Consigne 1
D'après le texte présenté sur les biens de consommation, quelles sont les trois catégories d'acteurs sur lesquelles porte l'étude ? Donnez-les toutes.

Les consommateurs vont présider aux marchés dynamiques
sur March 20, 2025En 2025, où se tournent les établissements financiers occidentaux en quête d’opportunités ? Selon les dernières recherches de Standard Chartered, l’industrie des biens de consommation à croissance rapide dans les économies émergentes semble celle qui affiche un très grand potentiel.
Notre étude porte sur 400 banques, gestionnaires d’actifs et investisseurs, américains comme européens. Elle révèle que chez 50 % des acteurs interrogés, cette industrie des biens de consommation compte parmi les trois priorités de leur stratégie d’investissement à venir ou de développement. Comment expliquer cet engouement pour ce secteur sur les marchés les plus dynamiques ?

Données fournies
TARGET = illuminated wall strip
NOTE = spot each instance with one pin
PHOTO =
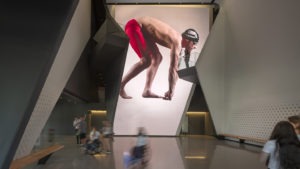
(195, 157)
(195, 113)
(98, 112)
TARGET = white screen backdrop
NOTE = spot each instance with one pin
(160, 117)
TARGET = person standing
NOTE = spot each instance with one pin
(107, 136)
(282, 148)
(76, 128)
(82, 130)
(144, 34)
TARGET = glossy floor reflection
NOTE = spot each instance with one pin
(186, 152)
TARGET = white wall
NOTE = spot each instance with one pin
(70, 50)
(261, 66)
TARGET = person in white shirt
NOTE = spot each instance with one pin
(93, 142)
(76, 124)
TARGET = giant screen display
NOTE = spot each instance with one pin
(160, 36)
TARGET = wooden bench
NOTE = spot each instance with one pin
(41, 156)
(242, 139)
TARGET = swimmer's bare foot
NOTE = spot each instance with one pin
(149, 94)
(124, 95)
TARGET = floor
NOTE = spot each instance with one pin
(186, 152)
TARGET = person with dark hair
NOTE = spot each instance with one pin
(282, 145)
(295, 121)
(139, 155)
(144, 34)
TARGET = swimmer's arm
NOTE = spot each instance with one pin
(173, 76)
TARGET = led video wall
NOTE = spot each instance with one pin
(156, 29)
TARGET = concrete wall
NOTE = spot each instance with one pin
(249, 67)
(74, 41)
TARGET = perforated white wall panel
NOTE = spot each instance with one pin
(70, 50)
(249, 67)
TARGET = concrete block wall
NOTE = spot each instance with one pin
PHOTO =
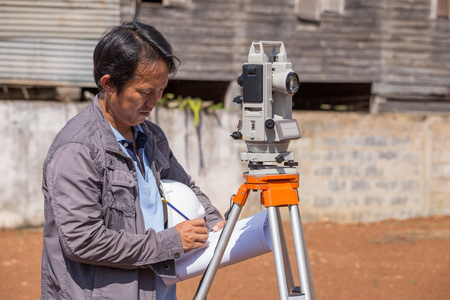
(353, 167)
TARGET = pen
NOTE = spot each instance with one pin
(175, 209)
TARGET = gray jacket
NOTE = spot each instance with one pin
(95, 242)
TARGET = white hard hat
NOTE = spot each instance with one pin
(183, 199)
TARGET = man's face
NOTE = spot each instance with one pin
(139, 96)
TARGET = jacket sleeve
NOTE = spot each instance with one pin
(74, 185)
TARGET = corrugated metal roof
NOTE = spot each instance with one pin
(51, 42)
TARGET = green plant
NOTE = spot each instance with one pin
(194, 104)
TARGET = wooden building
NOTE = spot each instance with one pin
(386, 55)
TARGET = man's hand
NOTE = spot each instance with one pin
(219, 225)
(193, 234)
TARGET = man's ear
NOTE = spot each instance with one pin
(107, 85)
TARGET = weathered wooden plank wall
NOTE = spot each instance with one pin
(393, 44)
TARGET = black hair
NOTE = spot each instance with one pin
(123, 47)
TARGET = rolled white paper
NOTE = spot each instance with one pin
(250, 238)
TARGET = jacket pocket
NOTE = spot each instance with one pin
(119, 203)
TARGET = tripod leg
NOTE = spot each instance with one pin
(287, 263)
(304, 268)
(210, 272)
(277, 252)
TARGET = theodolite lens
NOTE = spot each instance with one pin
(292, 83)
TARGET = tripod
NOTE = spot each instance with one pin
(278, 186)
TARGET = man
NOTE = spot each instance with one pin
(104, 234)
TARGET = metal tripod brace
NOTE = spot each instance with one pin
(277, 190)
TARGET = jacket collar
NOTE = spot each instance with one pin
(110, 139)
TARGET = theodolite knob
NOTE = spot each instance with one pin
(237, 99)
(236, 135)
(270, 123)
(240, 80)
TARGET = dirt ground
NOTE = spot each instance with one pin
(385, 260)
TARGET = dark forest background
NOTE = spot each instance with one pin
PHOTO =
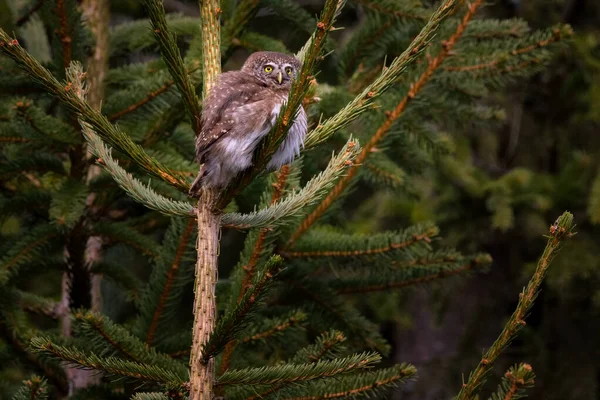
(495, 194)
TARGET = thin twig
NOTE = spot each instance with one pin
(381, 132)
(561, 230)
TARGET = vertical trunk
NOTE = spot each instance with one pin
(209, 224)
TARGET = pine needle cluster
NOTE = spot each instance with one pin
(118, 247)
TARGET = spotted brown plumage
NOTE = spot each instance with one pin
(239, 111)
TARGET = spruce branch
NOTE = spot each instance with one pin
(293, 204)
(557, 33)
(98, 122)
(121, 276)
(26, 249)
(338, 312)
(37, 304)
(13, 331)
(362, 385)
(406, 277)
(172, 57)
(34, 388)
(258, 248)
(390, 75)
(111, 365)
(101, 330)
(210, 13)
(231, 324)
(25, 17)
(326, 243)
(328, 346)
(275, 328)
(396, 9)
(169, 281)
(150, 396)
(271, 142)
(145, 100)
(515, 383)
(561, 230)
(363, 101)
(120, 232)
(289, 373)
(209, 226)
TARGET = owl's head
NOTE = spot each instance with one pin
(274, 69)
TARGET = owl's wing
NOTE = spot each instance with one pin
(233, 90)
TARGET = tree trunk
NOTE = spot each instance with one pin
(202, 372)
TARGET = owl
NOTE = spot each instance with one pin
(239, 111)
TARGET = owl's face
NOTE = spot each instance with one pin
(277, 70)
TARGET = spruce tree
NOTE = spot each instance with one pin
(286, 321)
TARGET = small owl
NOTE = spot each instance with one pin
(239, 111)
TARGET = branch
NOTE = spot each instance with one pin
(233, 323)
(23, 19)
(111, 365)
(561, 230)
(98, 122)
(250, 267)
(209, 226)
(363, 101)
(286, 118)
(169, 282)
(133, 187)
(388, 282)
(558, 33)
(515, 382)
(295, 203)
(367, 384)
(289, 373)
(172, 57)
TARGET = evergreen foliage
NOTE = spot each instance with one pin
(288, 326)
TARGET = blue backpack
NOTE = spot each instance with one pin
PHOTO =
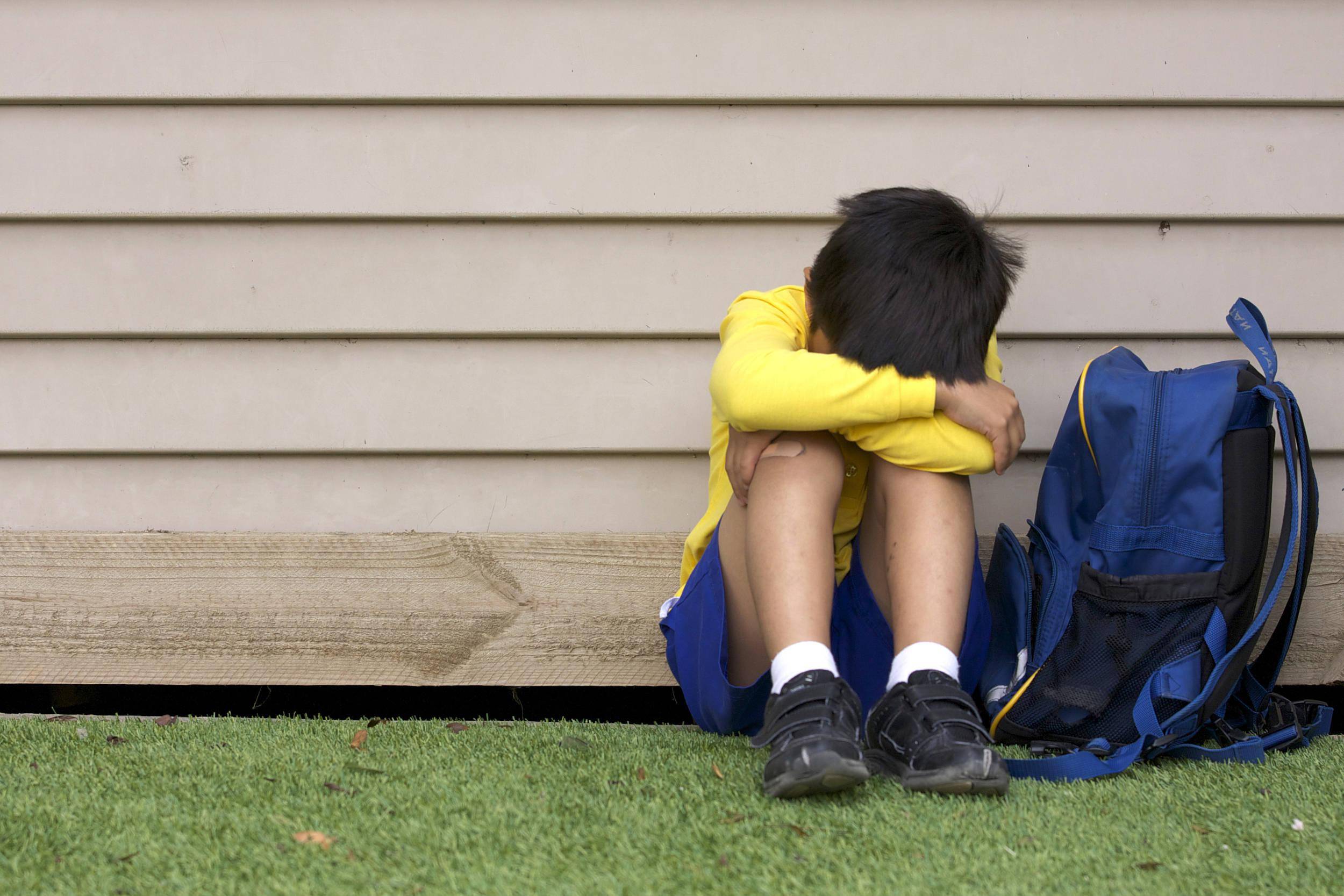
(1125, 632)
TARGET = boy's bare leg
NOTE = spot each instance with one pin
(778, 553)
(916, 544)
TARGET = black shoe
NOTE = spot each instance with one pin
(812, 730)
(928, 734)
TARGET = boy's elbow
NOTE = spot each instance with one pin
(733, 397)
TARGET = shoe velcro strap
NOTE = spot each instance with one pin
(805, 716)
(791, 700)
(940, 693)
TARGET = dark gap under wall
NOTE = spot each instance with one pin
(632, 706)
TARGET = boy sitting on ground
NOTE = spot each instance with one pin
(867, 396)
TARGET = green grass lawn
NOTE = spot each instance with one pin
(555, 808)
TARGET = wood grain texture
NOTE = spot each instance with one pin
(432, 493)
(476, 396)
(646, 280)
(565, 162)
(391, 609)
(584, 50)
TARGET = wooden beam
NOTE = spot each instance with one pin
(391, 609)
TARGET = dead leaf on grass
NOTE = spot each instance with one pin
(315, 837)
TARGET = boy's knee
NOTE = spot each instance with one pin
(888, 476)
(811, 453)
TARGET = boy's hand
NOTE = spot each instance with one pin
(990, 409)
(741, 458)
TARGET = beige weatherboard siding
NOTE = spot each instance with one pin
(660, 160)
(457, 267)
(474, 396)
(614, 278)
(683, 50)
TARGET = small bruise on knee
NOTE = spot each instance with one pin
(785, 448)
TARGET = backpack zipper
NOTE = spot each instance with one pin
(1151, 460)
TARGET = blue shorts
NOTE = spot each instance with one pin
(861, 640)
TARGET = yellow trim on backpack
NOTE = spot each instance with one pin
(993, 726)
(1082, 418)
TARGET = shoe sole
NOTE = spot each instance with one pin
(941, 781)
(826, 774)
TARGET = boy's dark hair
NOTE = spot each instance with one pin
(913, 278)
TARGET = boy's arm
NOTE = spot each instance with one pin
(939, 444)
(761, 381)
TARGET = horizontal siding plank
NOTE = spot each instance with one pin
(468, 162)
(474, 396)
(1045, 50)
(613, 278)
(431, 493)
(393, 609)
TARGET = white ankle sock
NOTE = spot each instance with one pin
(797, 658)
(923, 655)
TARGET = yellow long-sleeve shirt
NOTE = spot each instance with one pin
(767, 379)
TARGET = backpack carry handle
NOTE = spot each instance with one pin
(1249, 326)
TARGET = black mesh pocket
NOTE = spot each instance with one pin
(1121, 632)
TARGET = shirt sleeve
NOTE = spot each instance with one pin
(762, 381)
(934, 444)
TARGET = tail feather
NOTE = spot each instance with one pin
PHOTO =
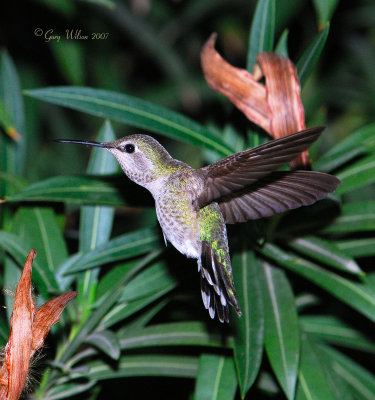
(217, 286)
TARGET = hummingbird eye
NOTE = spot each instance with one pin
(129, 148)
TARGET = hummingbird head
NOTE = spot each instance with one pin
(141, 157)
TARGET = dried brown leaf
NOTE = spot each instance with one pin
(18, 348)
(283, 99)
(275, 106)
(47, 316)
(237, 84)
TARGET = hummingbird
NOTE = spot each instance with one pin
(193, 206)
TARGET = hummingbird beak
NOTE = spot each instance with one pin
(96, 144)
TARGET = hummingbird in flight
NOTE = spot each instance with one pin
(193, 205)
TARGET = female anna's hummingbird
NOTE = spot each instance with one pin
(193, 205)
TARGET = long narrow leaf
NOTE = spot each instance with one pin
(358, 296)
(355, 217)
(216, 378)
(262, 31)
(326, 252)
(311, 55)
(73, 189)
(153, 279)
(358, 174)
(122, 247)
(281, 329)
(361, 380)
(248, 330)
(144, 365)
(133, 111)
(171, 334)
(43, 277)
(357, 247)
(39, 228)
(313, 382)
(337, 332)
(358, 142)
(95, 221)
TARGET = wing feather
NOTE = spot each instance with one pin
(277, 192)
(240, 170)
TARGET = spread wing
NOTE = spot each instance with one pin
(277, 192)
(240, 170)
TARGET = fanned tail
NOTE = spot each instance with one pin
(217, 286)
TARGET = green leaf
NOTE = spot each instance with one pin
(122, 247)
(355, 217)
(12, 155)
(6, 122)
(43, 278)
(40, 230)
(310, 57)
(102, 310)
(216, 378)
(144, 365)
(10, 91)
(95, 221)
(358, 296)
(358, 174)
(325, 9)
(74, 189)
(282, 44)
(333, 330)
(125, 310)
(171, 334)
(13, 180)
(358, 142)
(262, 31)
(357, 247)
(69, 56)
(141, 320)
(155, 278)
(132, 111)
(358, 378)
(281, 329)
(248, 330)
(326, 252)
(313, 383)
(105, 3)
(105, 341)
(68, 390)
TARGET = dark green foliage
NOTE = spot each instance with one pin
(305, 280)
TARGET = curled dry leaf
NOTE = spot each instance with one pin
(28, 330)
(275, 106)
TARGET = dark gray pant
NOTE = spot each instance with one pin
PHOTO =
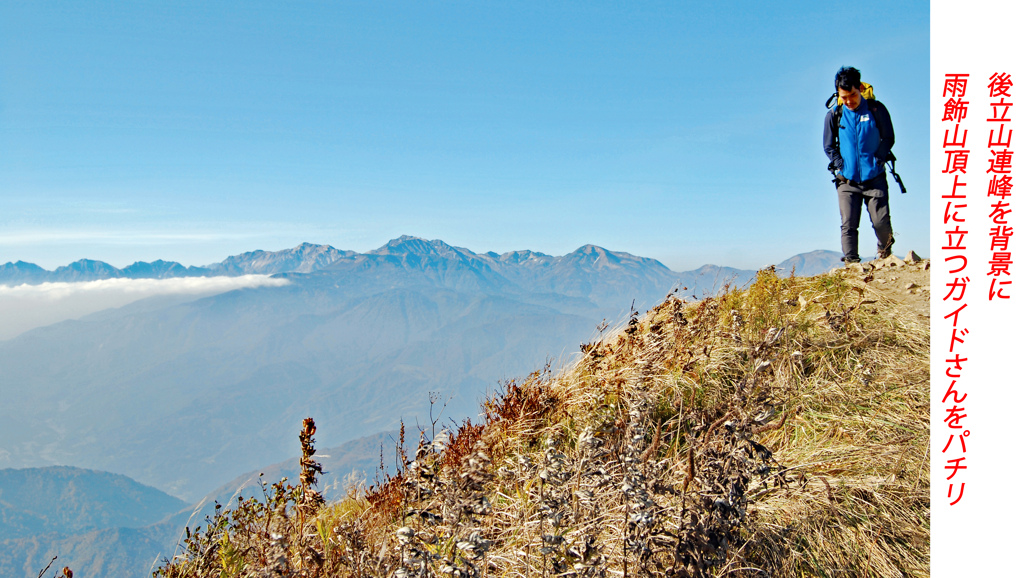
(875, 194)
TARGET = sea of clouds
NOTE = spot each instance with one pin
(28, 306)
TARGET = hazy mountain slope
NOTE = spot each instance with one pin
(131, 550)
(70, 500)
(177, 393)
(810, 263)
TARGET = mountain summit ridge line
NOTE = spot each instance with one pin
(308, 257)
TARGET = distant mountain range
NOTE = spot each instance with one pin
(308, 257)
(304, 258)
(184, 394)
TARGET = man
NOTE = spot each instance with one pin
(858, 139)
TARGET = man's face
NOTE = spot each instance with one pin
(851, 98)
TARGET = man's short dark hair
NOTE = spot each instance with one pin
(848, 78)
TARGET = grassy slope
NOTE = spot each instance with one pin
(780, 430)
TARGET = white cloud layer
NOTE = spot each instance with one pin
(28, 306)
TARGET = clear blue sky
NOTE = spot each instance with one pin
(688, 132)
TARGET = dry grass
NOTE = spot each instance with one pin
(780, 430)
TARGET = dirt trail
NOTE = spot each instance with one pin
(906, 281)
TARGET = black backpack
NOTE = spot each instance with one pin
(867, 93)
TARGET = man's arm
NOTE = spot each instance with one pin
(832, 151)
(886, 134)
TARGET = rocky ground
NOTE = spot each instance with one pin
(906, 281)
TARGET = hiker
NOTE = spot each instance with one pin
(858, 140)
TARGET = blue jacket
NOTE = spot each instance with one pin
(859, 141)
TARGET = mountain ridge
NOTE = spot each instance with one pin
(308, 257)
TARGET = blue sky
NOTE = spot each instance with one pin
(688, 132)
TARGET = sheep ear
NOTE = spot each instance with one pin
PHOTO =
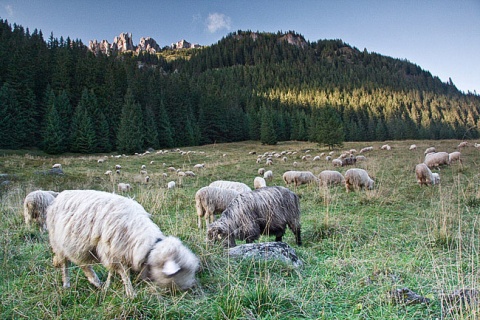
(170, 268)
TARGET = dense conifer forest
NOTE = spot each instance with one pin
(57, 95)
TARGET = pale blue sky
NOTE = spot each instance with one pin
(441, 36)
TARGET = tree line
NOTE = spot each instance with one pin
(57, 95)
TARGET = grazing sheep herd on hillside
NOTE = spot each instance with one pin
(87, 226)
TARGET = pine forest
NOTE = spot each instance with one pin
(58, 96)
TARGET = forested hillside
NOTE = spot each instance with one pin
(57, 95)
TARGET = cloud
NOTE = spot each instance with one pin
(9, 9)
(218, 21)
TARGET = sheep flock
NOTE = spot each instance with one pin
(113, 229)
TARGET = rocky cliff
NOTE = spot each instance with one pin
(124, 43)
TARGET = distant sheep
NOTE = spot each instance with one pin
(189, 173)
(337, 162)
(349, 161)
(35, 207)
(259, 182)
(124, 187)
(263, 211)
(299, 177)
(268, 175)
(454, 156)
(357, 179)
(361, 158)
(436, 159)
(88, 227)
(211, 200)
(366, 149)
(429, 150)
(424, 176)
(386, 147)
(238, 186)
(330, 177)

Consigne 2
Veuillez filtrer les enregistrements en recopiant chaque ligne où figure le mot "jacket".

Réponse attendue 1
- banques
- gestionnaires d'actifs
- investisseurs

Réponse attendue 2
TARGET = gray jacket
TARGET = jacket sleeve
TARGET = jacket pocket
TARGET = jacket collar
TARGET = blue jacket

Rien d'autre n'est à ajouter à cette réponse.